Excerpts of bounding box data
** BEGIN **

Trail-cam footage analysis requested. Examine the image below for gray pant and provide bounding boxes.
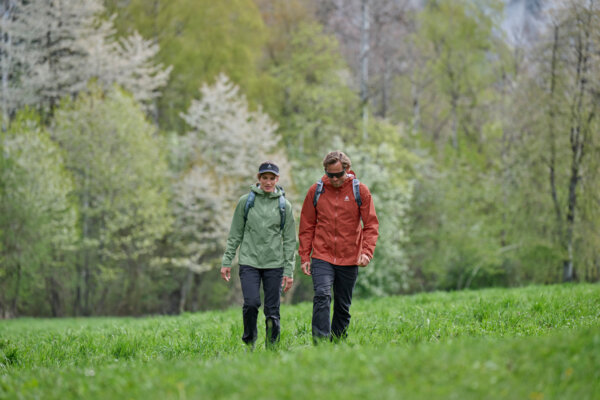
[240,265,283,345]
[311,258,358,339]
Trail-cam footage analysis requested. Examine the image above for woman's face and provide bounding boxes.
[258,172,279,192]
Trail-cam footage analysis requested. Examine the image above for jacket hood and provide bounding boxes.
[250,183,283,197]
[321,170,356,187]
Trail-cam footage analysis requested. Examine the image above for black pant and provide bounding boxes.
[311,258,358,339]
[240,265,283,344]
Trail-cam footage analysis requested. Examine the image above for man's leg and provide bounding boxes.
[311,258,334,339]
[331,265,358,338]
[240,265,260,345]
[261,268,283,346]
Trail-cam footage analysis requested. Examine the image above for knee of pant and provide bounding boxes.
[244,297,260,310]
[314,290,331,302]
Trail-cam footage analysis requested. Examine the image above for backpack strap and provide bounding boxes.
[244,190,256,225]
[352,178,362,208]
[277,186,285,231]
[313,178,362,208]
[313,179,325,208]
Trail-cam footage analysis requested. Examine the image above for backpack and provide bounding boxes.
[313,178,362,208]
[244,186,285,231]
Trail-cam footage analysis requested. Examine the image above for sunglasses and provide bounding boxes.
[325,170,346,179]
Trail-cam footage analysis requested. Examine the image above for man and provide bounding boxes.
[299,151,379,343]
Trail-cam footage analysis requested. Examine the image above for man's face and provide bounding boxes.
[258,172,279,192]
[325,161,348,188]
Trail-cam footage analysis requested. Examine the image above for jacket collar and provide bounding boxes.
[250,183,282,197]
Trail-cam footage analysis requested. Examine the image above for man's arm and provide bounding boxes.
[298,184,317,264]
[283,200,296,278]
[360,183,379,261]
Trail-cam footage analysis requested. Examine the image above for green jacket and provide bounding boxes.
[222,185,296,277]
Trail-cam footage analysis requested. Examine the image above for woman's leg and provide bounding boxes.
[261,268,283,346]
[240,265,260,345]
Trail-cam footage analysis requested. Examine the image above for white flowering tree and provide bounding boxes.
[0,115,77,317]
[52,86,171,314]
[171,74,290,310]
[0,0,170,115]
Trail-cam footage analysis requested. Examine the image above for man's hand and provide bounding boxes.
[221,267,231,282]
[301,261,310,276]
[356,254,371,267]
[281,276,294,293]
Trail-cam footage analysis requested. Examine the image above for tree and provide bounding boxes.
[0,0,170,116]
[0,112,76,318]
[547,1,600,281]
[52,85,171,315]
[168,75,293,311]
[105,0,265,132]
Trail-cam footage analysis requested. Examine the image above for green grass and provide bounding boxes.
[0,284,600,400]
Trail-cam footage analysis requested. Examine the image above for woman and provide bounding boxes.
[221,161,296,348]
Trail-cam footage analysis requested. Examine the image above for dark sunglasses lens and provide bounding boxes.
[325,171,344,178]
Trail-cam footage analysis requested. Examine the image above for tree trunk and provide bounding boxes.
[548,26,563,240]
[178,269,194,314]
[360,0,369,140]
[0,0,14,127]
[563,5,595,282]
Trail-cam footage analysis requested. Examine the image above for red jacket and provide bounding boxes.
[298,171,379,265]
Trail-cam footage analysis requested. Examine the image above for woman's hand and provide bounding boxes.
[221,267,231,282]
[281,276,294,293]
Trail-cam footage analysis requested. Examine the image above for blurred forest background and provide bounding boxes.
[0,0,600,318]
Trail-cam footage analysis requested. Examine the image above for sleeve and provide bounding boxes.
[221,194,248,267]
[283,200,296,278]
[360,183,379,259]
[298,183,317,263]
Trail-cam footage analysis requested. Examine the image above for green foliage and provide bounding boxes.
[265,22,359,168]
[0,285,600,400]
[0,111,77,316]
[106,0,265,132]
[52,85,171,313]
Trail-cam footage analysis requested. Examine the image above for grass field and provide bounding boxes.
[0,284,600,400]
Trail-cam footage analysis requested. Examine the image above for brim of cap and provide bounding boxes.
[258,169,279,176]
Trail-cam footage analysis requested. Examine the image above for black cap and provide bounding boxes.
[258,161,279,176]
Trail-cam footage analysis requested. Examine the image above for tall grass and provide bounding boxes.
[0,284,600,399]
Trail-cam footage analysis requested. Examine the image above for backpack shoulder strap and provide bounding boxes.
[313,179,325,208]
[244,190,256,225]
[352,178,362,207]
[277,186,285,231]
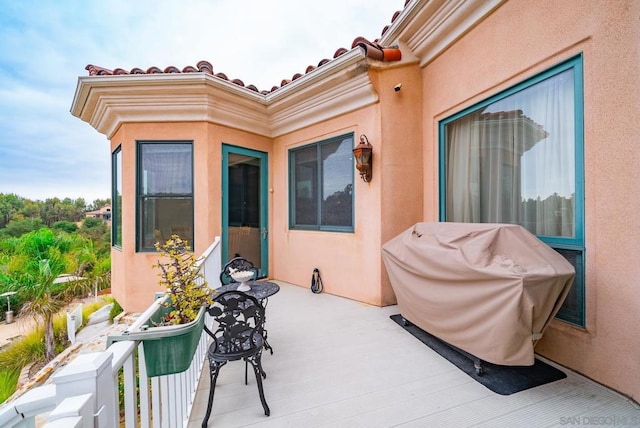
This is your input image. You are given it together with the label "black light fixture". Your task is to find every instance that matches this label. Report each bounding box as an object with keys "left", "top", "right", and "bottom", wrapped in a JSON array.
[{"left": 353, "top": 134, "right": 373, "bottom": 183}]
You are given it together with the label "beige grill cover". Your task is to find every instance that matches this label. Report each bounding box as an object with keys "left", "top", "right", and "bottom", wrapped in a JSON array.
[{"left": 382, "top": 223, "right": 575, "bottom": 366}]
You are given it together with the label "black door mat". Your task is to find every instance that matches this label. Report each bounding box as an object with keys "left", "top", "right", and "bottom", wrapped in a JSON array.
[{"left": 391, "top": 314, "right": 567, "bottom": 395}]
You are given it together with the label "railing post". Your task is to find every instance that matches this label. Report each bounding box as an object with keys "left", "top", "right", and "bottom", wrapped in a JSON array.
[{"left": 53, "top": 352, "right": 117, "bottom": 427}]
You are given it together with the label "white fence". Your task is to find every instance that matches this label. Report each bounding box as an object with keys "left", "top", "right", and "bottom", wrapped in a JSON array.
[{"left": 0, "top": 238, "right": 221, "bottom": 428}]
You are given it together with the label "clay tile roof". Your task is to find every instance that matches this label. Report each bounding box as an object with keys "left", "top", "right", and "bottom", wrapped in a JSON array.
[
  {"left": 333, "top": 48, "right": 349, "bottom": 58},
  {"left": 85, "top": 0, "right": 411, "bottom": 95}
]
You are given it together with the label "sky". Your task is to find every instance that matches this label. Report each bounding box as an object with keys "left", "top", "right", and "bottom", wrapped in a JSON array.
[{"left": 0, "top": 0, "right": 405, "bottom": 203}]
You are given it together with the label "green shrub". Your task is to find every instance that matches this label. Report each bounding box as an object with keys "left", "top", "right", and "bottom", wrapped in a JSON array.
[
  {"left": 109, "top": 299, "right": 124, "bottom": 322},
  {"left": 0, "top": 328, "right": 44, "bottom": 372}
]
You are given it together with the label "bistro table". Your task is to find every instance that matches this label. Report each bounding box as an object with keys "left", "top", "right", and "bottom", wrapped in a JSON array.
[{"left": 213, "top": 281, "right": 280, "bottom": 354}]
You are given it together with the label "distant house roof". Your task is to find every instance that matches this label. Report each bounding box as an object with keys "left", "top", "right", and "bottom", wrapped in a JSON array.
[{"left": 85, "top": 0, "right": 411, "bottom": 95}]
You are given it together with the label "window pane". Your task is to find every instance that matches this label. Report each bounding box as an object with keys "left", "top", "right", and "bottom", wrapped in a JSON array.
[
  {"left": 320, "top": 138, "right": 353, "bottom": 226},
  {"left": 140, "top": 197, "right": 193, "bottom": 249},
  {"left": 293, "top": 145, "right": 318, "bottom": 225},
  {"left": 137, "top": 143, "right": 194, "bottom": 250},
  {"left": 139, "top": 143, "right": 193, "bottom": 195},
  {"left": 289, "top": 134, "right": 354, "bottom": 231},
  {"left": 446, "top": 70, "right": 576, "bottom": 237}
]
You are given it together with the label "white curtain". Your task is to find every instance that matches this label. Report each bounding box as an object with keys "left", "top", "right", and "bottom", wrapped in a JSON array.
[{"left": 446, "top": 71, "right": 576, "bottom": 237}]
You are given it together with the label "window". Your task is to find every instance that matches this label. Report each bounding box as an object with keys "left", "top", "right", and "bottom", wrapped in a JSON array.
[
  {"left": 136, "top": 142, "right": 194, "bottom": 251},
  {"left": 440, "top": 57, "right": 584, "bottom": 326},
  {"left": 112, "top": 146, "right": 122, "bottom": 248},
  {"left": 289, "top": 134, "right": 354, "bottom": 232}
]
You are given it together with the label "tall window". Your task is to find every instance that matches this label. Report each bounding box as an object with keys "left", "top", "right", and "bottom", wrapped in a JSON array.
[
  {"left": 111, "top": 146, "right": 122, "bottom": 248},
  {"left": 289, "top": 134, "right": 353, "bottom": 231},
  {"left": 440, "top": 57, "right": 584, "bottom": 325},
  {"left": 137, "top": 142, "right": 193, "bottom": 251}
]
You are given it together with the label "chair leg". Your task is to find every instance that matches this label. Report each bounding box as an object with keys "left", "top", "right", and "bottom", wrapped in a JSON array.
[
  {"left": 202, "top": 363, "right": 224, "bottom": 428},
  {"left": 251, "top": 354, "right": 271, "bottom": 416}
]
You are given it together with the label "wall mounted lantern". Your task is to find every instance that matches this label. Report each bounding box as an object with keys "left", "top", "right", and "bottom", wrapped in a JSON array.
[{"left": 353, "top": 134, "right": 373, "bottom": 183}]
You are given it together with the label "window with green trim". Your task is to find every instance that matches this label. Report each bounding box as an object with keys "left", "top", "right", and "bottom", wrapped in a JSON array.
[
  {"left": 111, "top": 146, "right": 122, "bottom": 248},
  {"left": 136, "top": 141, "right": 194, "bottom": 251},
  {"left": 440, "top": 56, "right": 585, "bottom": 326},
  {"left": 289, "top": 134, "right": 354, "bottom": 232}
]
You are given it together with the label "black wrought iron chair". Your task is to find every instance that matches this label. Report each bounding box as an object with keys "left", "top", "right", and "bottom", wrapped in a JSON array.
[
  {"left": 220, "top": 257, "right": 258, "bottom": 285},
  {"left": 220, "top": 256, "right": 273, "bottom": 355},
  {"left": 202, "top": 291, "right": 271, "bottom": 427}
]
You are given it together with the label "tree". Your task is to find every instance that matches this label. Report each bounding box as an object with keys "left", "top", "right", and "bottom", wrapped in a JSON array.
[
  {"left": 0, "top": 216, "right": 44, "bottom": 237},
  {"left": 0, "top": 193, "right": 24, "bottom": 228},
  {"left": 87, "top": 198, "right": 111, "bottom": 211}
]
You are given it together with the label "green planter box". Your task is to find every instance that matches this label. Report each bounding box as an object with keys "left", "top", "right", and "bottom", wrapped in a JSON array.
[{"left": 107, "top": 306, "right": 206, "bottom": 377}]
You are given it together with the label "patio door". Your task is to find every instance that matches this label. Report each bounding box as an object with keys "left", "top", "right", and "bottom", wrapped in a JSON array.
[{"left": 222, "top": 144, "right": 269, "bottom": 278}]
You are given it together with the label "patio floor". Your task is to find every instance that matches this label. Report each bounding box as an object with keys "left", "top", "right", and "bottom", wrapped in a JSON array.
[{"left": 189, "top": 281, "right": 640, "bottom": 428}]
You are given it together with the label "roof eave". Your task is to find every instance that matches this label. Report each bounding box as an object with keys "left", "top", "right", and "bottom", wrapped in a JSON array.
[{"left": 71, "top": 48, "right": 378, "bottom": 138}]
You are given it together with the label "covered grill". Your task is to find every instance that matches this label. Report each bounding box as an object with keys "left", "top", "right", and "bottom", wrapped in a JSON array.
[{"left": 382, "top": 223, "right": 575, "bottom": 366}]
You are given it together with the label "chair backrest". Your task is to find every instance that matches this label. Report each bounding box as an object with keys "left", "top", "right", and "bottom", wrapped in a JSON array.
[
  {"left": 205, "top": 291, "right": 264, "bottom": 359},
  {"left": 220, "top": 257, "right": 258, "bottom": 285}
]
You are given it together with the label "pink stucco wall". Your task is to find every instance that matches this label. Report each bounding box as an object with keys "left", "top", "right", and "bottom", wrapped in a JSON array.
[
  {"left": 423, "top": 0, "right": 640, "bottom": 401},
  {"left": 271, "top": 65, "right": 422, "bottom": 306},
  {"left": 101, "top": 0, "right": 640, "bottom": 401}
]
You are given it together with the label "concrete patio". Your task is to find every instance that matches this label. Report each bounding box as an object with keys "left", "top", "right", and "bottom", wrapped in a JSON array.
[{"left": 189, "top": 281, "right": 640, "bottom": 428}]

** END **

# Task to carry out
In the data, take the part that opens with the line containing "background and provide bounding boxes." and closes with the line containing "[298,183,317,263]", and write it out again with "sleeve" changed to "jacket sleeve" and nothing else altered.

# Reply to the task
Trail-cam footage analysis requested. Examine the image above for blurred forest background and provide bounding boxes.
[0,0,600,318]
Trail-cam footage analysis requested. Examine the image above for jacket sleeve and provide bounding boxes.
[221,194,248,267]
[283,200,296,278]
[360,183,379,259]
[298,183,317,263]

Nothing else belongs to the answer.